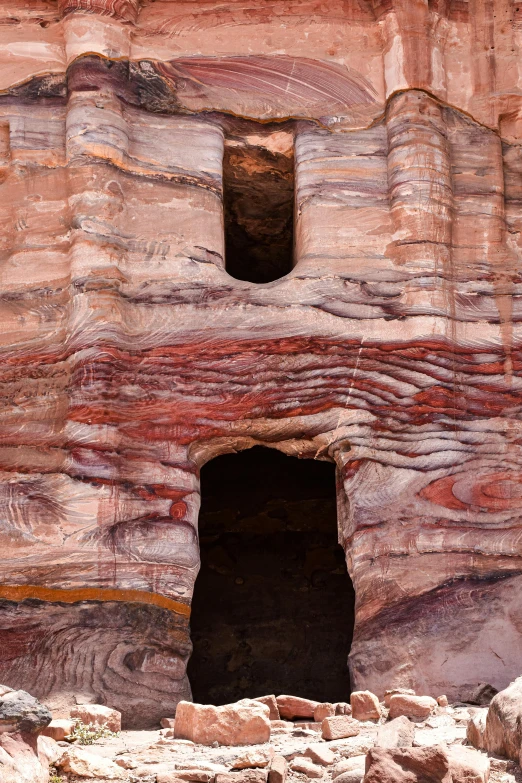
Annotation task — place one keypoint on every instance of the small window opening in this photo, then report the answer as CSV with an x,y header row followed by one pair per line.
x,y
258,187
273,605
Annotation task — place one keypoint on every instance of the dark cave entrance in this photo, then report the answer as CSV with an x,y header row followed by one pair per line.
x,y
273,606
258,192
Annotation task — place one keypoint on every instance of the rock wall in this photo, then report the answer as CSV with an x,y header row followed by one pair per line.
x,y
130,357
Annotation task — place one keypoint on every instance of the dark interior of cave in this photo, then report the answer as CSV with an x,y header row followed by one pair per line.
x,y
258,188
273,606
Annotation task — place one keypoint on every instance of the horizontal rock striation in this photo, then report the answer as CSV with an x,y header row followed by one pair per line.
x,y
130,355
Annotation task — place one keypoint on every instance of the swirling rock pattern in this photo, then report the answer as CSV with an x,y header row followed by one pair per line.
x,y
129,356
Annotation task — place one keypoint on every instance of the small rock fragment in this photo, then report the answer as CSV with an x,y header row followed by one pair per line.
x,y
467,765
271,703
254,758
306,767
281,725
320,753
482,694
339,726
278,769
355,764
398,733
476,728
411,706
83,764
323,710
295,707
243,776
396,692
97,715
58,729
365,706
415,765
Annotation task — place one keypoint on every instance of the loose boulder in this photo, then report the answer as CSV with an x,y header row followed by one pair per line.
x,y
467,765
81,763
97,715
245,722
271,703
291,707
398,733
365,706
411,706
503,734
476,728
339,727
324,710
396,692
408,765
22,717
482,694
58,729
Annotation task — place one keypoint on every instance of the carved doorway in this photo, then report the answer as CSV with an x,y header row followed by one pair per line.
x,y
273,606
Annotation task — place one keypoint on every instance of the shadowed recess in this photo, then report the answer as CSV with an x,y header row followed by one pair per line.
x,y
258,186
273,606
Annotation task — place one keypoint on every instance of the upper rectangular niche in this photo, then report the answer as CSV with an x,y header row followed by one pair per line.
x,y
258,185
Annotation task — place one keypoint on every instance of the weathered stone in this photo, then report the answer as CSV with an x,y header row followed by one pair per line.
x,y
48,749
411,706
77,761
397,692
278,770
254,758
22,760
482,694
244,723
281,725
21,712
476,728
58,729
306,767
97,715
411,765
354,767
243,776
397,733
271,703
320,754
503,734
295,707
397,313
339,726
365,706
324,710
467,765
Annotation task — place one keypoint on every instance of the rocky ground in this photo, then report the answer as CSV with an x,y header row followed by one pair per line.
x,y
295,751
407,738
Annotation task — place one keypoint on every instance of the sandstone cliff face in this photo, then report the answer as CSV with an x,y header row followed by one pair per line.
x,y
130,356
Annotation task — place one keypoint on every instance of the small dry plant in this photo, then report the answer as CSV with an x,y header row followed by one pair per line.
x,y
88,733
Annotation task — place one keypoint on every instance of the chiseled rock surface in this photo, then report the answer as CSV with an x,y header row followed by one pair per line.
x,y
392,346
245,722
● ● ● ● ● ● ●
- [Directions]: The response must repeat all the lines above exactly and include no pictures.

- [Solution below]:
Annotation task — place one keypoint on every instance of the small window opening in this photo, then report the answer as CSV with an x,y header row followed by one pair per line.
x,y
258,187
273,605
Annotation task — place one keypoint on every instance of the dark cave entrance in this photo, then report the answer as CSV with an x,y header row followed by one pair per line.
x,y
273,606
258,192
Annotation task — place one keypoint on every instance of the rock wall in this photo, then report the answer as CSV with an x,y header row followed by one pair per line.
x,y
130,357
Annotation task — place one keypoint on every instance of the dark interior of cave in this photo, then report the answer as CSV with an x,y header row followed by one pair per line.
x,y
258,188
273,606
Annotation task — place one keypoint on every instance of the horizontal rock striation in this photo, then report the answer as CSV with an x,y header row followed by one pair per line.
x,y
130,355
Annotation task — place one keypoint on every instance of the swirling rock pattern in this photo, then report the answer as CSV with an x,y header row followed by one pair per line.
x,y
129,356
Annotation task — place one keypoint on every instance of the small rock fragment in this photo, then report the answer as CSV with an x,y header row followed by one pair per line.
x,y
467,765
271,703
254,758
306,767
281,725
320,753
482,694
339,726
278,769
355,764
398,733
476,728
411,706
83,764
323,710
295,707
243,776
396,692
97,715
58,729
365,706
415,765
Annotation task — place one keypoint on every instance of the loose boulder in this photo, then report the answer as CSV with an x,y header row followed by one pair per line.
x,y
467,765
81,763
97,715
245,722
271,703
291,707
398,733
365,706
411,706
503,734
476,728
339,727
324,710
396,692
408,765
22,717
482,694
58,729
Annotation task — place one keypoint on every instance of the carved doorway in this photo, then report the answer as CSV with an x,y header row followed by one pair per line.
x,y
273,606
Annotation task — place one keypoint on every instance of the shadowed recess in this photo, then report the answer as CSV with an x,y header row followed by one pair per line.
x,y
258,186
273,606
Annotation task — place one keypoint on every instance of the upper rectangular niche in this photo, then report the answer as CSV with an x,y header row followed by one pair per line.
x,y
258,185
Annotation task — place one keypoint on every instance of the weathered stone in this photo, then report the answer as CSV with an x,y header row followed by one pair per line.
x,y
48,749
411,706
77,761
397,692
278,770
254,758
22,760
482,694
244,723
281,725
21,712
476,728
58,729
306,767
97,715
411,765
354,767
243,776
397,733
271,703
320,754
503,734
295,707
397,313
339,726
365,706
324,710
467,765
Annotation task — place one keypoint on every instance of the rocky ground in this photo, then report the answer as CSV with an x,y header row followed by one pair per line.
x,y
295,751
407,738
Annotation task — place one keypoint on every instance of the sandstone cliff face in this photo, then report the answer as CSV with an x,y header row followed by one pair per line.
x,y
130,356
Annotation task — place one keypoint on every instance of the small dry plant in this photo, then report the answer as CSV with an x,y header row followed by one pair per line.
x,y
88,733
Annotation task — place one keypoint on every instance of the chiseled rock surface in this photo, then report the answer as CSV with an x,y header row followed by one pair per line.
x,y
392,346
245,722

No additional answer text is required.